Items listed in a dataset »
============
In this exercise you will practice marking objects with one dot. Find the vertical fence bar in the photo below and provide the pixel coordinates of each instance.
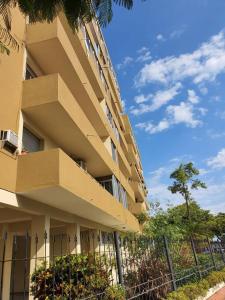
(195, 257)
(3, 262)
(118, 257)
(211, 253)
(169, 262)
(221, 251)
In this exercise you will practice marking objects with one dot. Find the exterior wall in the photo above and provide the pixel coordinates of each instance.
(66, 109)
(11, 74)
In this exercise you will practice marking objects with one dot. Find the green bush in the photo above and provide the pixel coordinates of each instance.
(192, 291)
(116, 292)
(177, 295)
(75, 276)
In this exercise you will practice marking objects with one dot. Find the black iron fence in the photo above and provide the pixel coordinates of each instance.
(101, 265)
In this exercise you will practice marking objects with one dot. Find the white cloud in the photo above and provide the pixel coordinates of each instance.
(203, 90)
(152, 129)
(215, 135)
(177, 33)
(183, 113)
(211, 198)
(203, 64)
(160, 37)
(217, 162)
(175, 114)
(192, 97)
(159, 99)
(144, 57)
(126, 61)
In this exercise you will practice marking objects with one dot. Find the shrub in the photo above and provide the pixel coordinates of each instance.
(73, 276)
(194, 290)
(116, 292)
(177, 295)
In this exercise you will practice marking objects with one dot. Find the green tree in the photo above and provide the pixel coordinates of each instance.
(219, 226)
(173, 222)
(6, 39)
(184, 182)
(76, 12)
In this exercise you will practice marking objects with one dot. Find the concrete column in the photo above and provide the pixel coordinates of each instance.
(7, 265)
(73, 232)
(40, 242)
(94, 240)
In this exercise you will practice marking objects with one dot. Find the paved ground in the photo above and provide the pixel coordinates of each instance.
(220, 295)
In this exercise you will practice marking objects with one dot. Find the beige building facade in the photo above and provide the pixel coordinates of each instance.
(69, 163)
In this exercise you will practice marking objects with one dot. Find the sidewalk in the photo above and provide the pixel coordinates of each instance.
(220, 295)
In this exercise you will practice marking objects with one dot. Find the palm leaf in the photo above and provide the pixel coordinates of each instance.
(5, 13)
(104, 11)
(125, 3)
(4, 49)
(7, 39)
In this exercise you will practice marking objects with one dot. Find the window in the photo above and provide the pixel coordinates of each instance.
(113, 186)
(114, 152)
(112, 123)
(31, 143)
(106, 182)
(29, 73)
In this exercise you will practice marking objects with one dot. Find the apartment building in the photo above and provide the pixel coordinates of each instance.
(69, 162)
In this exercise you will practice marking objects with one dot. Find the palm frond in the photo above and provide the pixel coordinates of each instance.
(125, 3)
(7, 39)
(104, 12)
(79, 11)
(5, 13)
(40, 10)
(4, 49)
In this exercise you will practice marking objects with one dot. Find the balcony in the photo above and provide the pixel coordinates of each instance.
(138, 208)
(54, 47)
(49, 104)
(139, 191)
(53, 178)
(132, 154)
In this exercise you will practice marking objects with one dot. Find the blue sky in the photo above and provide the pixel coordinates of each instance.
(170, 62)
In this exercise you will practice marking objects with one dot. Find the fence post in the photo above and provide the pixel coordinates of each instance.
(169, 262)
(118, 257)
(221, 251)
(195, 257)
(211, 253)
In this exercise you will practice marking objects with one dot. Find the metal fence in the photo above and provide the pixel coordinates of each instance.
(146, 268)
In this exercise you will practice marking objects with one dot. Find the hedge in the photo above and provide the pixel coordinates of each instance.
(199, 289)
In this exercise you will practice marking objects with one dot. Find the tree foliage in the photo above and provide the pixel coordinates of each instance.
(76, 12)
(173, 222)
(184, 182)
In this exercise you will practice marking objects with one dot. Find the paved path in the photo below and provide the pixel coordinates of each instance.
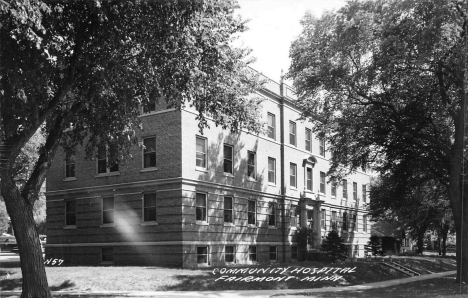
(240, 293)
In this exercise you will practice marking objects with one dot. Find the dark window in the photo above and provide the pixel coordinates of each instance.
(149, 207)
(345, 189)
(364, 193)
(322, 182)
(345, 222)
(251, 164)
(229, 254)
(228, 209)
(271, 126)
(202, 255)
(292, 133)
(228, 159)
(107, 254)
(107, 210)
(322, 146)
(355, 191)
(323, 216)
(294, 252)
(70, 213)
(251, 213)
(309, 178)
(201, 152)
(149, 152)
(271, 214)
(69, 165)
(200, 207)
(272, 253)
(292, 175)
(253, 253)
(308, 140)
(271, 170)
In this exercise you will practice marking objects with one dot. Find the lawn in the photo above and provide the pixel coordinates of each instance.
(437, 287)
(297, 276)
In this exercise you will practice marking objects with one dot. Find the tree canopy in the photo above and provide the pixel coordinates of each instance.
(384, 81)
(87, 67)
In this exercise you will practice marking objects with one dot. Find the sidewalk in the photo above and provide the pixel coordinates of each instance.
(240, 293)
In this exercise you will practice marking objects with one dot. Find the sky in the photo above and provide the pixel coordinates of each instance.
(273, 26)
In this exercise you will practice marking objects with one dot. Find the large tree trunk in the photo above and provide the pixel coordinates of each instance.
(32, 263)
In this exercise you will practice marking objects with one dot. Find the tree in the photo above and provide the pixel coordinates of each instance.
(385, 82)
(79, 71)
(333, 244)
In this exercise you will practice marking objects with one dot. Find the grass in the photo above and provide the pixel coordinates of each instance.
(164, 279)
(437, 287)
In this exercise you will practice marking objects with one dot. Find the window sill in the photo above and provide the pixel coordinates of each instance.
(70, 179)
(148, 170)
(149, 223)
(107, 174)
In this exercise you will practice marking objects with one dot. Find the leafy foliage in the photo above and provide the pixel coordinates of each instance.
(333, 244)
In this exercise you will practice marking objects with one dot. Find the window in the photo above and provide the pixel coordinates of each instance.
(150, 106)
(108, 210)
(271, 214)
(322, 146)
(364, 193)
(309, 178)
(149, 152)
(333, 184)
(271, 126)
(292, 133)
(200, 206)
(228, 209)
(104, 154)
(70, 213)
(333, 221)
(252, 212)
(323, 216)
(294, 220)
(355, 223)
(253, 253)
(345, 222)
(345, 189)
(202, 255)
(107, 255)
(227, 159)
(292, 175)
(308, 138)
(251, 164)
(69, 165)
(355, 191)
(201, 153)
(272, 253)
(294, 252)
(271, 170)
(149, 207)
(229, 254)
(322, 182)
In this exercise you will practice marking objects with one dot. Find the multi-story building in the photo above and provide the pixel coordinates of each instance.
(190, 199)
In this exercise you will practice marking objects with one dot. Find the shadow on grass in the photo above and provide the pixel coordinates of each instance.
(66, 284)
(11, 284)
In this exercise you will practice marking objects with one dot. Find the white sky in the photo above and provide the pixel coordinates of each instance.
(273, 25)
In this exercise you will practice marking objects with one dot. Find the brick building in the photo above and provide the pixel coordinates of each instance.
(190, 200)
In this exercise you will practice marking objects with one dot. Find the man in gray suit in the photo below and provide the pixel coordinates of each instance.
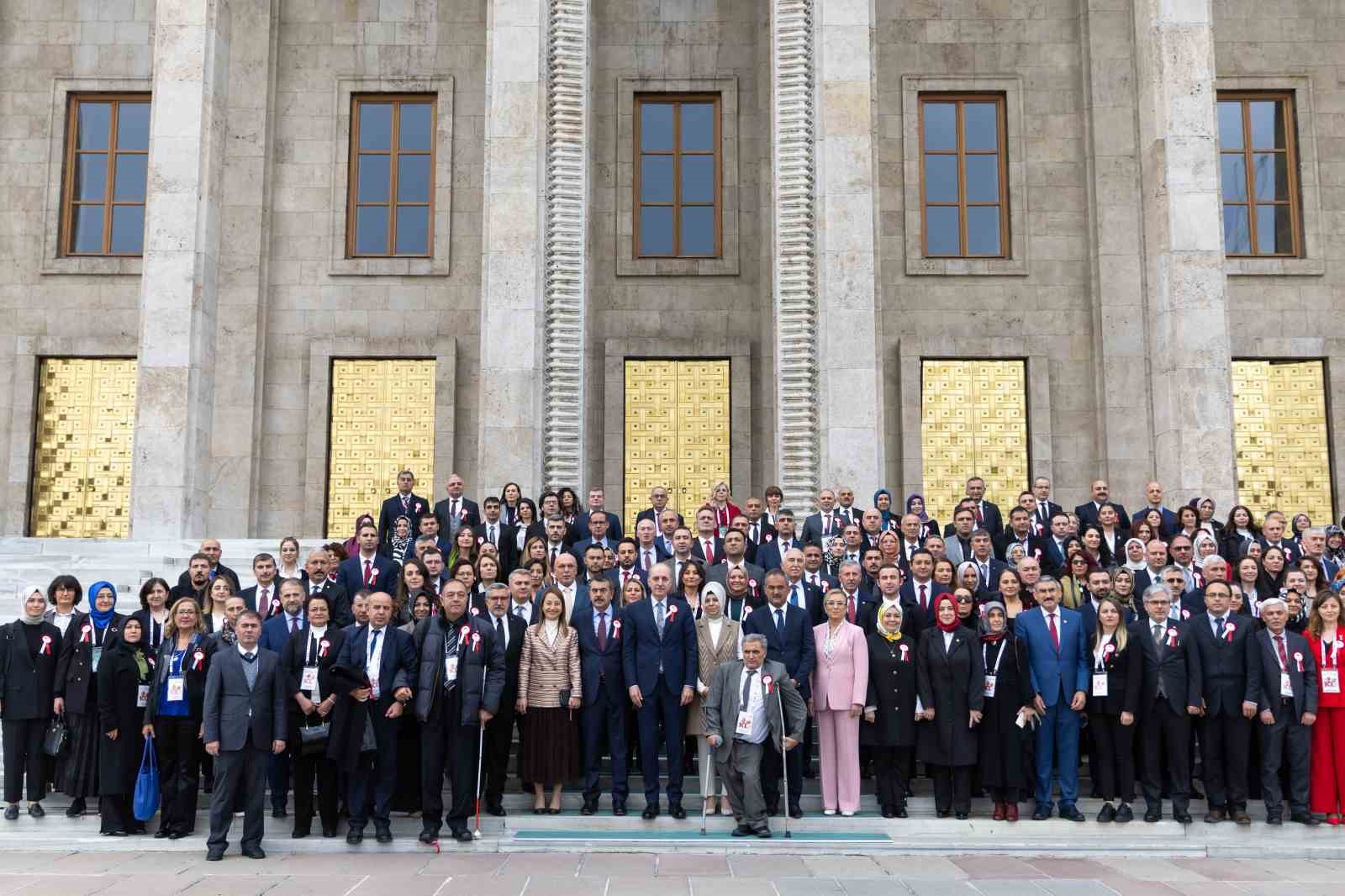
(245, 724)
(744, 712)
============
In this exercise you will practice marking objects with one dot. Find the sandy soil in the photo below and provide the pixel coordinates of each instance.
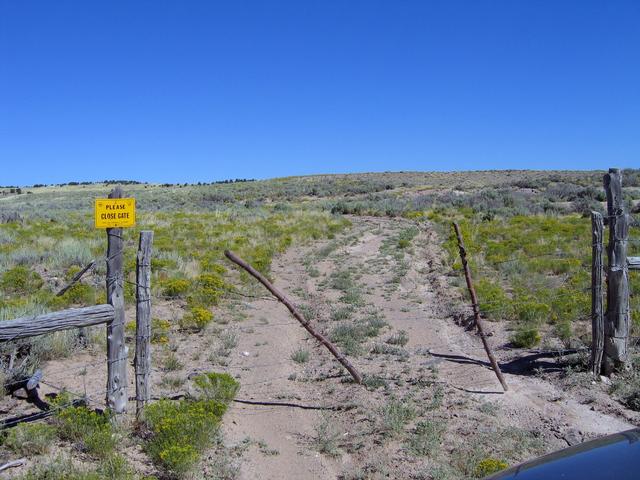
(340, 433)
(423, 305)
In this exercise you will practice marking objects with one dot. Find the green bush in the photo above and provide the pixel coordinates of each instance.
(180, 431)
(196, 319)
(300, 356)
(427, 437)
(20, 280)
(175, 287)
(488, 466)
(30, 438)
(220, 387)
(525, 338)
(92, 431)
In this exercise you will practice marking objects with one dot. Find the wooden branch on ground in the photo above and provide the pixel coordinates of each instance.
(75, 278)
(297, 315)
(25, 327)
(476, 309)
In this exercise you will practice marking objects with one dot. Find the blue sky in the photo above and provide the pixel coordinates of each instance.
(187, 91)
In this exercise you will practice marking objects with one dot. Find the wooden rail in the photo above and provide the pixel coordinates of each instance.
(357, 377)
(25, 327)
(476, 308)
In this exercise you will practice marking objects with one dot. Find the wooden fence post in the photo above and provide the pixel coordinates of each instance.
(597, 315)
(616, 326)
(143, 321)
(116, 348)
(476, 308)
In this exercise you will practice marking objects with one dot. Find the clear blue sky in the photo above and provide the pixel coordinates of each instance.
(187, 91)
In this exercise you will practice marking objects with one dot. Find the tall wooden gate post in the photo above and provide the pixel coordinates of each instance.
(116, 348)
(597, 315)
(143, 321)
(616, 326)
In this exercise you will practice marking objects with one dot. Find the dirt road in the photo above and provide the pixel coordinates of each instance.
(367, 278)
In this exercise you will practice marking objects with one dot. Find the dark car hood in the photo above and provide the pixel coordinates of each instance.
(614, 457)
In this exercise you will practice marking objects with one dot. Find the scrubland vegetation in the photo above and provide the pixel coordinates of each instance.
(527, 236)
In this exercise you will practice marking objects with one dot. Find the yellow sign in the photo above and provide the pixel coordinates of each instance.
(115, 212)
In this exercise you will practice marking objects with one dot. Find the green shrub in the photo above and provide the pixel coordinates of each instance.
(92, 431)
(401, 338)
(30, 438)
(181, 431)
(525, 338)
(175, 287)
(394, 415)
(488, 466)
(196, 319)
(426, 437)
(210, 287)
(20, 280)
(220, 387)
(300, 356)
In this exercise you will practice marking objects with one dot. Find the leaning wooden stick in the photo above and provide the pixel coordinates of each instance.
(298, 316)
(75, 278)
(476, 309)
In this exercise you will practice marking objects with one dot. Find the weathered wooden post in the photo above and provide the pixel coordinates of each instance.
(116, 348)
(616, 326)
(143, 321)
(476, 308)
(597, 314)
============
Given exercise » In the records above, select every line that contains the word "gray". Copy each of those lines in full.

Answer to the exercise »
In this exercise you will practice marking objects with one dot. Find the man in gray suit in the photo below and provide the pixel coordinates of each instance.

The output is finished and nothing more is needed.